アイリスオーヤマは7月15日、炊飯器の新モデルとなる「瞬熱真空釜 IHジャー炊飯器5.5合(RC-IF50-B)」(以下、瞬熱真空釜)を発表しました。発売日は8月6日で参考価格は60,980円です。
大きな特徴は、世界で初めて炊飯器に搭載したという「ヒートパイプ」技術(同社調べ)。これによって炊飯時にあえてお米を「おどらせない」炊飯プログラムが可能になったとし、いままでにない粒立ちのご飯が炊けるといいます。新製品発表会で実機を触ってきたので、発表会の内容とともにレポートします。
炊飯器では世界初となるヒートパイプ技術を搭載
瞬熱真空釜の特徴は、その名前の通り内釜に真空釜を採用していること。釜内部には4mm厚ほどの真空な空間があり、この空間内に作動液を封入。釜底を加熱すると作動液がすぐに沸騰し、加熱された蒸気が釜上部の空間を即座に温めます。
これにより、釜全体をすばやく均一に加熱するのが従来製品との違いです。この「真空内に封入した液体が蒸発してすばやく熱移動する」仕組みをヒートパイプといいます。
高級炊飯器の多くは加熱方式にIHを採用していますが、IHはコイルが接している金属を発熱させる方式。このため、炊飯器底面にIHコイルを配置すると、底面だけが熱くなりやすいという問題がありました。
メーカーによっては側面にもIHを配置したり、炊飯器のふた部分にもヒーターを内蔵したりと、熱ムラが出にくいように工夫していますが、どうしても多少の熱ムラは起こります。今回の瞬熱真空釜はヒートパイプを利用することで、内釜の熱ムラを解消。会場のサーモグラフィー映像を見ると、釜が驚くほど均一に加熱されているのがわかります。
かまど炊きのお米は「おどらない」!?
ヒートパイプ技術を使うことで、瞬熱真空釜が実現したのは「おどらせない炊飯」です。現在、家電メーカーの多くが高級炊飯器に「高温で激しく沸騰させてお米をおどらせる」機能を搭載。お米が釜内で大きく動くことで、一粒一粒の温度ムラをなくしたり、表面をうまみ成分で覆ったりする効果があるとされます。

ポインティング用データセットの項目

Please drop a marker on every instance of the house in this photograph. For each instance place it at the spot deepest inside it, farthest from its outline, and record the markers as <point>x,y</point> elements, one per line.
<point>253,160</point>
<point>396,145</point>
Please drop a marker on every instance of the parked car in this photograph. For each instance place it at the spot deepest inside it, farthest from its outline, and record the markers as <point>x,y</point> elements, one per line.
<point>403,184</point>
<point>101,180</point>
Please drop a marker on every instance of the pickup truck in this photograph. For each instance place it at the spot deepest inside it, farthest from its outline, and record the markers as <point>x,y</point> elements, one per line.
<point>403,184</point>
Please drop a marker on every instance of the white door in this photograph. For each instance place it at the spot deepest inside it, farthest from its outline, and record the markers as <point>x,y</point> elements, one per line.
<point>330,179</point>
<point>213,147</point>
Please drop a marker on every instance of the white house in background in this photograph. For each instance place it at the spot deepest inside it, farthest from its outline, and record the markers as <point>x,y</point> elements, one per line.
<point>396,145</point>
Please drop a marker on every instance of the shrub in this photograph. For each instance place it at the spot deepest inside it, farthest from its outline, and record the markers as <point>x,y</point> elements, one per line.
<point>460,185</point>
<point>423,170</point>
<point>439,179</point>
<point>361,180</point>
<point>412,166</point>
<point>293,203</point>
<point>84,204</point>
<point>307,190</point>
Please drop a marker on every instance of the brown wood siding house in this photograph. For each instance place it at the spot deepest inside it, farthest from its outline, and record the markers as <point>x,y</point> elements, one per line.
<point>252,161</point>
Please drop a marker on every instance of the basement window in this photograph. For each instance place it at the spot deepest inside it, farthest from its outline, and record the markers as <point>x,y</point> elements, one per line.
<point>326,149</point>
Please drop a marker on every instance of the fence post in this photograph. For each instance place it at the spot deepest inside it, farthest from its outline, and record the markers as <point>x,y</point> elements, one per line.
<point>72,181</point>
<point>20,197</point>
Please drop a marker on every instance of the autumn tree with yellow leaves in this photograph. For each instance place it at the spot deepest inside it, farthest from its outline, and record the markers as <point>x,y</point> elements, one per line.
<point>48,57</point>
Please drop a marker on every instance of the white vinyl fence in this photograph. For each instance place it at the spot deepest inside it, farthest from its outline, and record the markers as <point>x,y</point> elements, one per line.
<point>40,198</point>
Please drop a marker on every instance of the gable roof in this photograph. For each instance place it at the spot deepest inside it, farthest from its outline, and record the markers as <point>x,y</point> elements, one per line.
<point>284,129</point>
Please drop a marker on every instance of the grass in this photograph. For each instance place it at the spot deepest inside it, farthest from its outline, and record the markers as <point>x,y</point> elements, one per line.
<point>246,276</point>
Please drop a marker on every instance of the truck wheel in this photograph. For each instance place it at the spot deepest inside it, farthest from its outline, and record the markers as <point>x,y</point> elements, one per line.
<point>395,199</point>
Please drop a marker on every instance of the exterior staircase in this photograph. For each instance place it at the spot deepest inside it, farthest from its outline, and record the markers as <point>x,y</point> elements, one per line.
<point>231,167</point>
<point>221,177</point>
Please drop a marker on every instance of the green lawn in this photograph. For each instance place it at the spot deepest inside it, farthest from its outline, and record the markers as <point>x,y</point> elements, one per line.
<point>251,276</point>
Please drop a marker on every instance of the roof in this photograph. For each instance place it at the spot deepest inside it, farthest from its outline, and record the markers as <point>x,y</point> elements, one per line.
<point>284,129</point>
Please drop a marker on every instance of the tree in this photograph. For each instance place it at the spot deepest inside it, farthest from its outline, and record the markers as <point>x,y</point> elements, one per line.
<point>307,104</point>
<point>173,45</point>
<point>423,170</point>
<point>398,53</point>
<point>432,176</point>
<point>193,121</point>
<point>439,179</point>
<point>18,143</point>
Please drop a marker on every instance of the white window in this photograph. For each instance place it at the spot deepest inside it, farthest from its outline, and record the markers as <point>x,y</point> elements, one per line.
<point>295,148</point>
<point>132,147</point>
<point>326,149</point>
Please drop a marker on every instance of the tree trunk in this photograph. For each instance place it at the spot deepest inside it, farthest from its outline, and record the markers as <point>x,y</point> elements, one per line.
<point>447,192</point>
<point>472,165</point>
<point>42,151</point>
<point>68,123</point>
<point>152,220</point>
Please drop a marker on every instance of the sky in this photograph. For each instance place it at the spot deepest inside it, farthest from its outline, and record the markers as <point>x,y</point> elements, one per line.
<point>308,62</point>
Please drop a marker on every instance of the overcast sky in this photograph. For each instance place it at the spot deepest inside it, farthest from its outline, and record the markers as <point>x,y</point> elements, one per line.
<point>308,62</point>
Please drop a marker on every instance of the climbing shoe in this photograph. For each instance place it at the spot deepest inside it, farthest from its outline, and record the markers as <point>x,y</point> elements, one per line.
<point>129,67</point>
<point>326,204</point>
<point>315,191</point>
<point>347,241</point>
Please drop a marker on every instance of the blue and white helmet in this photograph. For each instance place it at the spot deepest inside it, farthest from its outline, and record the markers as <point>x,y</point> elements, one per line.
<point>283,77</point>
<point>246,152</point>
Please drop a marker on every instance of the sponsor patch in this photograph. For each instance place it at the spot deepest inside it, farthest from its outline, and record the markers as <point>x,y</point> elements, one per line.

作業の指示.
1 - 炊飯器の記事によると、瞬熱真空釜の発売日はいつですか。
2 - 炊飯器の記事から、「大きな特徴は、世界で初めて炊」から「りする効果があるとされます。」までを、終わりの語句も含めて引用してください。
3 - 炊飯器の記事の続きを書いてください。
資料はここでは使いません。

演習の結果.
1 - 8月6日です。

2 -
大きな特徴は、世界で初めて炊飯器に搭載したという「ヒートパイプ」技術(同社調べ)。これによって炊飯時にあえてお米を「おどらせない」炊飯プログラムが可能になったとし、いままでにない粒立ちのご飯が炊けるといいます。新製品発表会で実機を触ってきたので、発表会の内容とともにレポートします。
炊飯器では世界初となるヒートパイプ技術を搭載
瞬熱真空釜の特徴は、その名前の通り内釜に真空釜を採用していること。釜内部には4mm厚ほどの真空な空間があり、この空間内に作動液を封入。釜底を加熱すると作動液がすぐに沸騰し、加熱された蒸気が釜上部の空間を即座に温めます。
これにより、釜全体をすばやく均一に加熱するのが従来製品との違いです。この「真空内に封入した液体が蒸発してすばやく熱移動する」仕組みをヒートパイプといいます。
高級炊飯器の多くは加熱方式にIHを採用していますが、IHはコイルが接している金属を発熱させる方式。このため、炊飯器底面にIHコイルを配置すると、底面だけが熱くなりやすいという問題がありました。
メーカーによっては側面にもIHを配置したり、炊飯器のふた部分にもヒーターを内蔵したりと、熱ムラが出にくいように工夫していますが、どうしても多少の熱ムラは起こります。今回の瞬熱真空釜はヒートパイプを利用することで、内釜の熱ムラを解消。会場のサーモグラフィー映像を見ると、釜が驚くほど均一に加熱されているのがわかります。
かまど炊きのお米は「おどらない」!?
ヒートパイプ技術を使うことで、瞬熱真空釜が実現したのは「おどらせない炊飯」です。現在、家電メーカーの多くが高級炊飯器に「高温で激しく沸騰させてお米をおどらせる」機能を搭載。お米が釜内で大きく動くことで、一粒一粒の温度ムラをなくしたり、表面をうまみ成分で覆ったりする効果があるとされます。

3 -
しかし今回、アイリスオーヤマが本物のかまどで実験してみたところ、実はかまど炊飯では、釜内のお米はほとんど動いていないという結果が。むしろお米が激しく動くと、お米表面が傷つくデメリットがあるといいます。
アイリスオーヤマによると、かまど炊きが美味しい理由は、炎がかまどを包み込むことで釜全体が瞬時に、そして均一に加熱されるからだと。そこで瞬熱真空釜では、前述したヒートパイプ技術を採用し、釜全体が短時間で均一に加熱できるようにしています。
炊き上がりは、かまど炊きのように粒立ちがよく、ツヤのあるご飯になるそうです。また、一般的な炊飯器は釜底面近くのご飯は潰れやすく、ベチャつきやすいものですが、瞬熱真空釜で炊いたご飯は底面近くでもしっかりとした粒立ちを保持できるとしています。
今回の発表会では残念ながら、コロナ禍の影響で試食はありませんでした。登壇したお米のスペシャリスト、お米マイスターの西島豊造氏によると、「米に精通した自分でも、いままで経験したことのない食感」のご飯に炊き上がると。味については、比較的主張しすぎない優しい味で、米本来の味を堪能しやすいとコメント。味や香りを主張させすぎないので、とくに朝ご飯にオススメとしていました。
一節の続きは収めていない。